Output every entry exactly as given.

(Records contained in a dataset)
□ □ □ □ □
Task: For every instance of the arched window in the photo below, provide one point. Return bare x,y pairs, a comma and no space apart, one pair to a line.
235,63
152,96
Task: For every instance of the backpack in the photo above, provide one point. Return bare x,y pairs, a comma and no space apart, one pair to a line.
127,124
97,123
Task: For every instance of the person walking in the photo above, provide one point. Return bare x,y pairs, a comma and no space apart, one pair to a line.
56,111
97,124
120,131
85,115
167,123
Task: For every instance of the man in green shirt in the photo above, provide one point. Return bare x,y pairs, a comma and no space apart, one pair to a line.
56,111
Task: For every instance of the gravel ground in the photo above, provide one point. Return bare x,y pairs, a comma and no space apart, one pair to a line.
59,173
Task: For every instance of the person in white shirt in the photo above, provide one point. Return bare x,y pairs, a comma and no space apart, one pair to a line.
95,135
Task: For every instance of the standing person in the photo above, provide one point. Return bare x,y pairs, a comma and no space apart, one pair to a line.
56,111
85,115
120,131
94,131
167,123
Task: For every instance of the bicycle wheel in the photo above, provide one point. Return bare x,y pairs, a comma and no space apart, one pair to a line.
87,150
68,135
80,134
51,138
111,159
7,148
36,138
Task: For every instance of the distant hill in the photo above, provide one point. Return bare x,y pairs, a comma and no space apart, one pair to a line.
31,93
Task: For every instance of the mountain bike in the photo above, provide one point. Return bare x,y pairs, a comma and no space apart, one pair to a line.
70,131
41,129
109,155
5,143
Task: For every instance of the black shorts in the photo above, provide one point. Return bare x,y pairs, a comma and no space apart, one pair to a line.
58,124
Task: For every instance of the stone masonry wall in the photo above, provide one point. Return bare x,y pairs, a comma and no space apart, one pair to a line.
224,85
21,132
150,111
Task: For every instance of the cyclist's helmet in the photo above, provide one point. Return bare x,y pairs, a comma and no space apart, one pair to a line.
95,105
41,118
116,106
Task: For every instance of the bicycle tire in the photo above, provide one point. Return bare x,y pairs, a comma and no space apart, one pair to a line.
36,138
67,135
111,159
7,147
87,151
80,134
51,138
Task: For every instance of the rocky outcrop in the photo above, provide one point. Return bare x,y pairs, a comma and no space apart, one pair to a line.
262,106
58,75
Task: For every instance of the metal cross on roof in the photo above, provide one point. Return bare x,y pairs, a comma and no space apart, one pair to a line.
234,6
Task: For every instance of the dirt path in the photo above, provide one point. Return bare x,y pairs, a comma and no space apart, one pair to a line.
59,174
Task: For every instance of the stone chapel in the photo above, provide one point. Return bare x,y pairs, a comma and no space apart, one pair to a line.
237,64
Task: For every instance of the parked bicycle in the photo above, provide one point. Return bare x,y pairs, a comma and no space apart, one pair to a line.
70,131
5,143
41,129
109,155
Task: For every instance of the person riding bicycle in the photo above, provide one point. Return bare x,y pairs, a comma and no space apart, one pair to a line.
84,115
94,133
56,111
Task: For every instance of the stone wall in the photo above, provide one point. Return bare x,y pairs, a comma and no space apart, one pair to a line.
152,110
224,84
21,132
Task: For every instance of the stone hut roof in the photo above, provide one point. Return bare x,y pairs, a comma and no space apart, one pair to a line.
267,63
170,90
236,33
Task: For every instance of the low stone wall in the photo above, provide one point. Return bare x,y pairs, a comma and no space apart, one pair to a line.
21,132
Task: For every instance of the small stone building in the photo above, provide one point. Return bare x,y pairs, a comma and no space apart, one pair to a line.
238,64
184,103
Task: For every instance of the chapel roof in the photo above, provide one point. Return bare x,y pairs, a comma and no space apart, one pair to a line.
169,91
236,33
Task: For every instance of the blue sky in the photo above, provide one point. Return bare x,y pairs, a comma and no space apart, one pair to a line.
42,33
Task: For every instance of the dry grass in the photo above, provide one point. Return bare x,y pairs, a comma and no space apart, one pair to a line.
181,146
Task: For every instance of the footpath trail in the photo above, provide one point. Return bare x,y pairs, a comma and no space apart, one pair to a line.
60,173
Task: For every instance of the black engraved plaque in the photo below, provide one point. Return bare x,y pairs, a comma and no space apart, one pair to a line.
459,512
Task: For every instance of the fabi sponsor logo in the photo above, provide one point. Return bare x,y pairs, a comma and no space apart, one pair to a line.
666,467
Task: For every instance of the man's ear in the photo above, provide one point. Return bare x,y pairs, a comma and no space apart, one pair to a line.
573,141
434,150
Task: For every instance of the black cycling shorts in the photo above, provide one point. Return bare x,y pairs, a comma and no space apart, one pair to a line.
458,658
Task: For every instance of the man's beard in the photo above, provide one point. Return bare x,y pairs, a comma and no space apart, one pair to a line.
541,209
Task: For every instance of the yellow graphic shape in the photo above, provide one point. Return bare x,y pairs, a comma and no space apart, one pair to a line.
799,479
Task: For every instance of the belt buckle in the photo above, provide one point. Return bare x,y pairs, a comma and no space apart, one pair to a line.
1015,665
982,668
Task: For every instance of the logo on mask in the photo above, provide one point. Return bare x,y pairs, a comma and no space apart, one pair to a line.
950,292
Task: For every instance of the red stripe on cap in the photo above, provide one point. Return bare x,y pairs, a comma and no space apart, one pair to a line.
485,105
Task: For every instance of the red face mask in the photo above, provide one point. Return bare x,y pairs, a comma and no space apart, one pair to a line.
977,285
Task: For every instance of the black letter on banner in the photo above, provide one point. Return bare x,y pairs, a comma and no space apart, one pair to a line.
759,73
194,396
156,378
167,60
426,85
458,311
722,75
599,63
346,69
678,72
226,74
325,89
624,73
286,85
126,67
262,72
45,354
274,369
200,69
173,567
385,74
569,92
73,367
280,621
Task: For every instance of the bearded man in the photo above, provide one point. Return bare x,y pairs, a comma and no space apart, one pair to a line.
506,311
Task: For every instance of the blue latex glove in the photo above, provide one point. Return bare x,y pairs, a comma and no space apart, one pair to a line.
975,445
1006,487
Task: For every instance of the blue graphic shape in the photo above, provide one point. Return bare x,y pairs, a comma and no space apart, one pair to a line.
□ □ □ □ □
Reply -
Task: For every instance of the arched window in the photo below, provide one point. Return bare x,y pairs, a comma and no space apart, one pair to a line.
235,63
152,96
Task: For every instance of the backpack in the photo above, provide one point. Return bare x,y pairs, a comma and no space apart, one pair to a line.
127,124
97,123
Task: For every instance of the person walking in the photo above, provide one point. Return bare x,y pairs, a comma and no space apart, one pair to a line.
56,111
97,124
120,131
85,115
167,123
Task: For every instance of the man in green shirt in the photo above, provide one point. Return bare x,y pairs, a comma and no space apart, one pair to a line.
56,111
Task: For every instance of the gravel ground in the photo above, provide one point. Return bare x,y pairs, a comma and no space apart, one pair to a line.
59,173
Task: For every instance of the person in white shirt in the photo above, provide one point. Return bare x,y pairs, a comma and no space apart, one pair to a line.
95,135
Task: For every instance of the standing person in the photo above, provide one point. Return bare x,y pairs, a comma and no space apart, one pair to a line.
56,111
85,115
120,131
94,131
167,123
Task: For every instance of the bicycle wheel in the photo above, provide one point. Return bare x,y pairs, a comma and no space apart, one pair to a line.
87,150
68,135
80,134
51,138
111,159
7,148
36,138
Task: For every instance of the distant hill in the photo above, provide one point. Return bare x,y pairs, a comma and no space apart, one pair to a line.
31,93
Task: For every instance of the mountain bike in the photo above, provide one point. Return bare x,y pairs, a comma and no space apart, one pair to a line.
70,131
41,129
109,155
5,143
Task: For every instance of the black shorts in the photo above, provide one point. Return bare x,y pairs, a comma and no space apart, one pair to a line.
58,124
Task: For every instance of the stone masonry wall in the photo above, provide one point. Return bare x,y pairs, a comma and no space apart, one pair to a line.
224,85
21,132
150,111
Task: For every instance of the cyclist's helmet in the photo above, provide one point. Return bare x,y pairs, a comma and no space apart, one pair to a line.
95,105
41,118
116,106
Task: For every instance of the bicycle tire in the photo above, provide one point. Return bare x,y pairs, a comma and no space apart, one pair to a line.
36,138
67,135
111,159
7,147
87,151
80,134
51,138
Task: For every instance of the rocky outcrop in the photo above, provide one point. Return bare x,y pairs, a comma and no space apart, one pair to a line.
262,106
58,75
Task: For every instance of the metal cross on roof in the photo above, provide one point. Return bare x,y pairs, a comma and no space apart, one pair to a line.
234,6
Task: For every instance of the dirt path in the photo above, provide one point. Return bare x,y pairs, a comma and no space apart, one pair to a line.
59,174
Task: For every instance of the stone chapel in the photo above, provide one point. Return bare x,y pairs, a comma and no space apart, one pair to a line.
237,64
Task: For every instance of the parked bicycle in the photo above, provide one point. Return bare x,y pairs, a comma and no space apart, one pair to a line.
70,131
5,143
41,129
109,155
Task: For every instance of the person riding bicycle in the photo above, provide one point. Return bare x,y pairs, a comma and no space apart, one pair to a line.
84,115
94,133
56,111
Task: For every instance of the stone wall in the photo above, provide one point. Return bare x,y pairs, a comma and no space apart, one pair to a line.
152,110
224,84
21,132
Task: For every instance of the stone hut roof in the photo above, provide one point. Return bare x,y pairs, a comma and no space apart, one pair to a line.
267,63
170,90
236,33
Task: For every instance of the low stone wall in the photo above, provide one point. Return bare x,y pairs, a comma and no space apart, one pair to a line.
21,132
Task: For every instance of the small stone building in the photo above, provide one point. Return bare x,y pairs, a comma and no space apart, one pair to a line.
238,64
184,103
Task: For every instance of the chapel roof in the photo above, provide one point. Return bare x,y pairs, a comma and no space apart, one pair to a line.
169,91
236,33
Task: For every instance of the blue sky in the photo above, provide one point. Return bare x,y pairs, a comma and no space apart, one pair to a line.
42,33
Task: For every instance of the dry grass in the photo above, provide one point. Return bare x,y pairs, a comma and no space apart, one pair to a line.
181,146
Task: For every instance of the footpath trail in the photo above, provide one point. Return bare x,y pairs, a comma and no space apart, one pair to a line.
60,173
Task: For every instance of the black engraved plaque in the photo below, provide one point. Return bare x,y pairs, a comma and no space apart, one pair to a line.
459,512
Task: For every instance of the fabi sponsor logo in the photo above, provide one point. Return bare x,y pairs, a comma and no space apart, one pair to a line.
666,467
Task: For every instance of the man's ear in the photo above, provide one point. Return bare x,y pairs, a comma and no space apart, one pair to a line.
573,141
434,150
Task: For every instance of the black cycling shorts in the photo above, provide one point. Return bare x,y pairs, a comma and no space apart, one pair to a line.
458,658
Task: For every instance of the man's beard in the photo above, provide one point. Return bare x,y pairs, a comma and no space apart, one pair to a line.
541,209
Task: For every instance of the yellow graphic shape in the photo above, provide one point. Return bare x,y pairs, a comma and no space apart, one pair to a line.
799,479
Task: For every instance of the belt buckle in the photo above, provide one point. Return bare x,y pairs, a comma and no space apart, one pair to a line.
1015,665
982,668
Task: For every instance of the logo on mask in the photo above, provide one point. Return bare x,y pairs, a comma and no space apart, one pair to a line.
950,292
Task: For every instance of the red stripe on cap in the photo above, provide one point. Return bare x,y pairs, a comma and no space apart, one pair to a line.
485,105
Task: For every instance of the red face mask in the photo above, provide one point. Return bare x,y pairs, a comma and no space apart, one pair to a line.
977,285
Task: For every instance of the black letter on banner in the photo above, provide one point. Return bare x,y pairs, a comma and no space apart, one pair to a line.
759,73
194,396
156,378
167,60
426,85
458,311
722,75
599,63
346,69
678,72
226,74
325,89
624,73
286,85
126,67
262,72
45,354
274,369
200,69
173,567
385,74
569,92
73,367
280,621
Task: For every instance of the bearded man in the photo above, provide one point. Return bare x,y pairs, a comma and no space apart, one pair to a line.
506,311
Task: For every instance of the blue latex glove in the photo above, provide one point. Return bare x,y pairs, a comma and no space apart, one pair to a line.
975,445
1006,487
Task: For every instance of the blue graphic shape in the photo above, provide one point. Return bare x,y pairs, a comma and no space apart, one pair to a line.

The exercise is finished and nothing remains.